■ **Текст страницы**:
————
До чего жаль, что не осталось от первоначальных дней никаких «завертушек» (весточек) о том, что деяли и что баяли русскоустьинцы по приходе. Или за тяжкими трудами не до того было, а вероятней всего – было, да со временем сплыло. Поморы, как правило, знали грамоте, к тому же предание разъясняет, что основателями Русского Устья явились люди именитые. И это-то как раз и не следует торопиться отнести к приукрасу, свойственному местным преданиям, а не забыть, что уж если спасались от притеснений великогневного государя, то спасаться прежде всего приходилось не простым людям. Простые могли и отсидеться, а громким фамилиям лучше было уносить ноги подальше.

Зензинов, сделавший первые записи, лет на сто опоздал, чтобы предание было ближе к свидетельству. Но и у него есть приметы именно свидетельства, чуть позже их бы уже не сыскать. В наше время наудачу среди русскоустьинцев нашелся человек, который, многое помня, многое видев собственными глазами, о многом расспросив стариков, во многом участвовав, собрал огромный материал по истории, этнографии, образу жизни, веры и мысли своих земляков. Это Алексей Гаврилович Чикачев из старинной русскоустьинской фамилии, бывший партийный работник. У Чикачева есть о Русском Устье книга, что называется, из первых уст. И, ссылаясь на старые источники, которые представляют собой впечатления, наблюдения и отзывы людей, оказавшихся в этом углу временно, а то и случайно, тем более важно сослаться и на прозвучавшее наконец в полный голос свидетельство самого русскоустьинца, которому приходилось, вероятно, удерживать свое перо, отбирая, что может быть интересно и что неинтересно из жизни его земляков. Но интересно в этой книге (называется она «Русские на Индигирке») всё – и как работали, и как верили, как говорили и чувствовали.

Да, работали, много работали, но это тягловое понятие тоже важно оживить подробностями. И умели не только работать, но и отдыхать тоже, а отдыхая, «за ходы заходиться» – смеяться до упаду. Старики и ныне помнят, как, отгусевав, закончив загонную охоту на линного гуся в морской губе, любили устраивать смотрины в другом деле. Вот как об этом записано у А. Г. Чикачева:

«Сразу после завершения промысла устраивались соревнования («хвасня») на ветках на расстояние восемь-десять километров. Устанавливались обычно три приза («веса»), в каждом определенное количество гусей, к которым какой-нибудь состоятельный хозяин добавлял от себя осьмушку чая или пару листов табака. Победителя называли гребцом.

Гребцы в Русском Устье были двух видов.

«Пертужие» гребцы – на длинные расстояния – могли за день пройти против течения 70–80 километров. «Хлесткие» гребцы – на короткие расстояния. Рассказывали, что в старину были люди, которые на двух-трех километрах не отставали от чайки».

А ведь точно так развлекался в молодечестве и этими обозначениями пользовался русский человек в средневековье. То, что не могли сказать нам летописи и предания, оказалось в живых «досельных» обычаях. И кулика (старинный хоккей) была в ходу, и лапта, и «поклоны» (тряпочки, которыми известие передавалось цветом, длиной и узелками), и многое-многое другое, что почти повсюду забылось окончательно.
————
■ **Задание 1**:
Перепишите без изменений фрагмент текста о Русском Устье, начиная со слов «Да, работали, много» и заканчивая словами «были двух видов.».
■ **Задание 2**:
Ответьте по тексту о Русском Устье:
(a) Как называется книга А. Г. Чикачева?
(b) Сколько призов обычно устанавливалось на соревнованиях после промысла?
(c) Как называли гребцов на короткие расстояния?
■ **Задание 3**:
Напишите продолжение текста о Русском Устье, начав сразу после его последнего предложения.

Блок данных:
————
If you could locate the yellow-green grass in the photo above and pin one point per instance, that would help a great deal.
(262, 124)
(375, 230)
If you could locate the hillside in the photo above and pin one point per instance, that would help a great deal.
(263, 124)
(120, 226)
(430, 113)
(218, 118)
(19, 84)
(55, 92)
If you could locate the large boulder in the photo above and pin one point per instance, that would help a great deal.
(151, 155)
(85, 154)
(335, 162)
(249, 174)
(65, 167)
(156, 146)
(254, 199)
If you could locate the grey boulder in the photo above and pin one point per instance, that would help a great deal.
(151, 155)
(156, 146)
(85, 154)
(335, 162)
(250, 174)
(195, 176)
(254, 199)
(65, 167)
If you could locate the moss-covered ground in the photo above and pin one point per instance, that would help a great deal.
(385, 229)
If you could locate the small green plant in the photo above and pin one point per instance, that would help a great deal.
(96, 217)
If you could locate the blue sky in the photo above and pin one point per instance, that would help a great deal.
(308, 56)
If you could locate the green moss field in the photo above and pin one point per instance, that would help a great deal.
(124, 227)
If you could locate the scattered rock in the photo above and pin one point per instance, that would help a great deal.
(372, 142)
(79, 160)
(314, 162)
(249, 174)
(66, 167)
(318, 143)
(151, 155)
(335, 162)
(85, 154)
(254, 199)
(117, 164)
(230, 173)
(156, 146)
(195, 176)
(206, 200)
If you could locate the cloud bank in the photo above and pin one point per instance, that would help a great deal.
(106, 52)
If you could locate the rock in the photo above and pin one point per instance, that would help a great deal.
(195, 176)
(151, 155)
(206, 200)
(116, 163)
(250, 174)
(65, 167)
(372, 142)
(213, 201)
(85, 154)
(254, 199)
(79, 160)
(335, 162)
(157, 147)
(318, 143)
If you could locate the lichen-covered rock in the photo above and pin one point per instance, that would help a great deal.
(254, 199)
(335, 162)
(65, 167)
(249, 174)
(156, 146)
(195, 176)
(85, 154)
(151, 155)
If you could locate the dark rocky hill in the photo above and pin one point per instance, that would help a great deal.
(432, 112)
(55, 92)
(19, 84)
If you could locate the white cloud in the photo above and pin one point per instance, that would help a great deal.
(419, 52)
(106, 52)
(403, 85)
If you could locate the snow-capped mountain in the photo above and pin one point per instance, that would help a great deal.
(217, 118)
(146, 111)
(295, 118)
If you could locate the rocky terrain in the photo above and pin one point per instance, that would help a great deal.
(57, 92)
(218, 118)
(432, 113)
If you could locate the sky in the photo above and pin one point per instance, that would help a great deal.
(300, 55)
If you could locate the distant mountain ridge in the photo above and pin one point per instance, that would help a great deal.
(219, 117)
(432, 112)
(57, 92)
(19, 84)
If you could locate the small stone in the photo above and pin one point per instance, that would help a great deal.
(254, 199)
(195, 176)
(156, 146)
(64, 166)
————
■ **Результат 1**:
Да, работали, много работали, но это тягловое понятие тоже важно оживить подробностями. И умели не только работать, но и отдыхать тоже, а отдыхая, «за ходы заходиться» – смеяться до упаду. Старики и ныне помнят, как, отгусевав, закончив загонную охоту на линного гуся в морской губе, любили устраивать смотрины в другом деле. Вот как об этом записано у А. Г. Чикачева:

«Сразу после завершения промысла устраивались соревнования («хвасня») на ветках на расстояние восемь-десять километров. Устанавливались обычно три приза («веса»), в каждом определенное количество гусей, к которым какой-нибудь состоятельный хозяин добавлял от себя осьмушку чая или пару листов табака. Победителя называли гребцом.

Гребцы в Русском Устье были двух видов.

■ **Результат 2**:
(a) «Русские на Индигирке».
(b) Три.
(c) «Хлесткие».

■ **Результат 3**:
А приметы! Да куда ж при любой науке без примет, если они, проверенные – перепроверенные, не обманывали! Конь зевает – к ненастью. Собака зарывается в снег, ищи пристанища, – быть пурге. Гусь высоко летит – к теплой погоде, низко – к холодной. И еще тысячу лет будут жить здесь люди и тысячу лет не оставят приметы – были бы только кони, собаки да гуси. А их не столь дивно, как водилось прежде. У северянина, правда, и комар шел в приметы, который не поредел, и не похоже, что поредеет, но одного комара для предсказания все-таки маловато.

Так вот, надо полагать, и жил русскоустьинец сначала в полных для нас потемках, затем в редких выглядах, все ближе и неминуемей придвигаясь к ясным дням. Слух о революции и гражданской войне дотянулся до низовьев Индигирки не скоро, а когда дотянулся, мало что на первых порах изменил. Индигирщик не знал, что это такое, революция, с чем ее едят, и продолжал тянуть свою неизносную лямку жизни без всяких перемен еще несколько лет.

Новая эра для Русского Устья началась не в 1917-м, а в 1930-м, когда проводилась коллективизация.

И сюда, на край земли, добрались колхозы. Что делать? Вихорь налетел. Обобществили собак, сети, пасти, приняли «спущенный» план и в первый же год с треском его провалили. Куда-то надо было высылать кулаков, а куда? Дальше на Север жилья не только в России, но и во всем свете не принялось, а русскоустьинца хоть на Медвежьи острова отправь, он и там не растеряется. И все же куда-то отправляли, рассуждая правильно: важно вырвать из родной обстановки, а там хоть где, хоть у Черного моря, зачахнет. У Черного-то моря скорей зачахнет. Немало надиковали с этими колхозами. Старики, вспоминая о 30-х годах, и теперь, прикрывая от неловкости глаза, качают головами: за лишек зашли, да-а, наизъянили так, как за триста лет до того не случалось.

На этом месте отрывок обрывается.